# Excerpted data start
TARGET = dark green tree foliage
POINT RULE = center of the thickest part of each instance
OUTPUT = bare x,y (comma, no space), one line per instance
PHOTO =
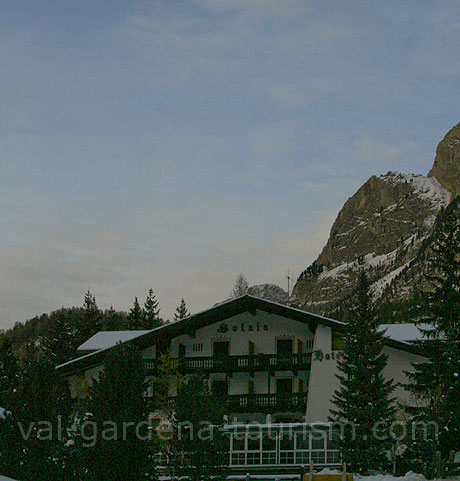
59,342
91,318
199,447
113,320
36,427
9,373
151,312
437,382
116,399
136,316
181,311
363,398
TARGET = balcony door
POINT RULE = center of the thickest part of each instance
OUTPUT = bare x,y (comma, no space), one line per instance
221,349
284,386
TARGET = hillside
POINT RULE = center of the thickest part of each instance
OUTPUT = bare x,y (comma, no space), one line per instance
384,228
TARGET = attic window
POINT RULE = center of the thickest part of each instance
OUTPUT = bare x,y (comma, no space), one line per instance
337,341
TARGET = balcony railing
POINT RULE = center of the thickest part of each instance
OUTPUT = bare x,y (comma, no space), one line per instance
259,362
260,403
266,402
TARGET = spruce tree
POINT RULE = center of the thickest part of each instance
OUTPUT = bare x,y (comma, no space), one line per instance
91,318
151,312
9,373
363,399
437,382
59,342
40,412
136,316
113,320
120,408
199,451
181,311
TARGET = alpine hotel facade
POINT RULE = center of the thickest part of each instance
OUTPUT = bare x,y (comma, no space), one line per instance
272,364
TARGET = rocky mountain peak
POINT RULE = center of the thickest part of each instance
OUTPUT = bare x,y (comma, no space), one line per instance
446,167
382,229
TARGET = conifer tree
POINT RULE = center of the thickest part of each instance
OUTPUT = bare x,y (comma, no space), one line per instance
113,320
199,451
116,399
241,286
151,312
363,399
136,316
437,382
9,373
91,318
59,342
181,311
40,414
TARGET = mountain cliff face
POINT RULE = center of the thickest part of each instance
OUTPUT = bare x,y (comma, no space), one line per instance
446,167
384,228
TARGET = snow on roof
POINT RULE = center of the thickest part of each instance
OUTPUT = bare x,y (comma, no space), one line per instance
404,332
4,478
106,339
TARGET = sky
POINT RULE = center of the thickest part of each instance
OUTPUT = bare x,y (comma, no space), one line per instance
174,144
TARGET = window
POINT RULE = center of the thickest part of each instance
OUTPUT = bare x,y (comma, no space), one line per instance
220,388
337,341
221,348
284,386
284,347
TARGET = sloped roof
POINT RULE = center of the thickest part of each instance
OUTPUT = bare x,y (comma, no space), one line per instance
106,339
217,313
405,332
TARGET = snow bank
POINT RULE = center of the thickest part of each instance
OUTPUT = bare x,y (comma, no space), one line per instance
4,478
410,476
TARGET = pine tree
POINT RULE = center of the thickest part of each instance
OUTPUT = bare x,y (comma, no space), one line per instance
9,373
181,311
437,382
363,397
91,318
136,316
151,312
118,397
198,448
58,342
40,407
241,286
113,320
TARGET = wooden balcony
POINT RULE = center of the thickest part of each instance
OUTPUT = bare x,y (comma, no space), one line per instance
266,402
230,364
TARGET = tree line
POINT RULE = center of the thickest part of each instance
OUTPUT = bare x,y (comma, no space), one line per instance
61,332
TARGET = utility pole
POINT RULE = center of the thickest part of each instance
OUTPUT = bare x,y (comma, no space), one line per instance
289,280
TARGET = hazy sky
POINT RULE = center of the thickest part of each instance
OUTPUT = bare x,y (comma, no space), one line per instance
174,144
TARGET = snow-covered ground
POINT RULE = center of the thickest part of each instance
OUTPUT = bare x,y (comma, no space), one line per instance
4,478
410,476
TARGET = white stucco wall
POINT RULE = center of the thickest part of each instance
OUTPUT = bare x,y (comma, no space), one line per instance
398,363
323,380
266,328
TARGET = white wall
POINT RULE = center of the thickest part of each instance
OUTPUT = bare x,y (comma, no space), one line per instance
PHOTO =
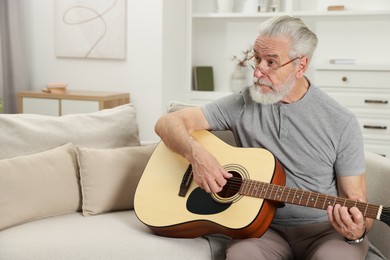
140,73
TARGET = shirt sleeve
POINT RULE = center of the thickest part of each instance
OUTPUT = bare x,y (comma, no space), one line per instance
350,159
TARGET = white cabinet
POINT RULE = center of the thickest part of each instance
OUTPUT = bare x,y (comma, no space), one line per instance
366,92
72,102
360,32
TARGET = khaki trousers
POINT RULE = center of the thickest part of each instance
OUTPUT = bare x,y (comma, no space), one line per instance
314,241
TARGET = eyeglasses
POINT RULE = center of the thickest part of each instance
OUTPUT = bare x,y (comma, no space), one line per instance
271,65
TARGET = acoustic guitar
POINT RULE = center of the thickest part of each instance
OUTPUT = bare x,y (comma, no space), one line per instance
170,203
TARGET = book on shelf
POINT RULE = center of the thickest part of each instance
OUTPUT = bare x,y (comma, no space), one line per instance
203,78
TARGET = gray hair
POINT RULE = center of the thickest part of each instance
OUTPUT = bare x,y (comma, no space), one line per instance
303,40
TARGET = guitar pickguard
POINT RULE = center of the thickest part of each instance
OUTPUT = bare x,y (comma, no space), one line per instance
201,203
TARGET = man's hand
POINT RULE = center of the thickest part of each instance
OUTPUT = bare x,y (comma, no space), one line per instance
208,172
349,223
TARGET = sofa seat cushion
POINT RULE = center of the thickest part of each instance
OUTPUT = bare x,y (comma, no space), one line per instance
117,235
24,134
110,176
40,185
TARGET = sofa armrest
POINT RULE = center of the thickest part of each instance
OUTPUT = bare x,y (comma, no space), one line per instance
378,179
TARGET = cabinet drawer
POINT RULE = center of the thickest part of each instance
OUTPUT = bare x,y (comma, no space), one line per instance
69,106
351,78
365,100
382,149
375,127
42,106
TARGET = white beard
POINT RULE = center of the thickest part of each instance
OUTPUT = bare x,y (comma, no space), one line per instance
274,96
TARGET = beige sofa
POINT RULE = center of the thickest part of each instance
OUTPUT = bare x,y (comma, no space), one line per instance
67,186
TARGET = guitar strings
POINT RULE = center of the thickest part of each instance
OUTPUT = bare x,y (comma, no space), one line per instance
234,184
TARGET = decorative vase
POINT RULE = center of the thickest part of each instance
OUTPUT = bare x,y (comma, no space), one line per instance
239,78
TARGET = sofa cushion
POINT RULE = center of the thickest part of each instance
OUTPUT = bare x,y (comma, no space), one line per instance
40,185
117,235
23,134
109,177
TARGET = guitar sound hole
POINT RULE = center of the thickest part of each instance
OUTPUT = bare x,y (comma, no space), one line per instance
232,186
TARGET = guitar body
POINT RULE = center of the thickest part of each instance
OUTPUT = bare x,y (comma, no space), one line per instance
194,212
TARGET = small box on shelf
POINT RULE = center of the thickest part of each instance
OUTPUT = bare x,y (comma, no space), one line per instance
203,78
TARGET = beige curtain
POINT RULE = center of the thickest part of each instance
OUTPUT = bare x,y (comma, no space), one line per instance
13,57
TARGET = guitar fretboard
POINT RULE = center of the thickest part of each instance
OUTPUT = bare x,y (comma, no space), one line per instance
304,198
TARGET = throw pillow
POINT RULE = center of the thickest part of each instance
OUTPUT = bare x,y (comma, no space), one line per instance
# Excerpted data end
* _Requirements_
Repeat the line that contains "TARGET = decorative vase", then every line after it until the records end, with nothing added.

* _The answer_
TARGET = decorative vase
POINT RULE = center of the thickest part of each instance
OUTPUT = bare x,y (comma, no space), one line per instance
239,78
TARGET = sofa cushion
POINT RULE = center of the thickest part of each instance
OUTPUT = bare x,y (comma, no space), one line per instance
40,185
117,235
23,134
109,177
TARGET = guitar sound hole
POINT RULE = center of the thickest part of each instance
OUTPUT = bare x,y (comma, no space), one line per instance
232,186
TARGET = guitar body
POINT RULE = center of the thickest part of each instance
OUTPUT = bare x,y (comma, no space), one line per instance
194,212
TARGET = small box on shelf
POINT RULE = center of the thickest part of each instance
OUTPUT = bare x,y (comma, no space), one line per instance
203,78
TARGET = beige curtain
POINT RULE = center of the thickest part of each instance
OUTPUT = bare x,y (comma, no space), one line per instance
13,57
TARGET = guitar fretboard
POINT RULE = center of the thickest part of each instance
OUTPUT = bare x,y (comma, no space), one line per instance
304,198
TARGET = throw pillow
POINT RULE = center of the thickest part of each instance
OUTPUT = bare x,y (comma, no space), one line per instance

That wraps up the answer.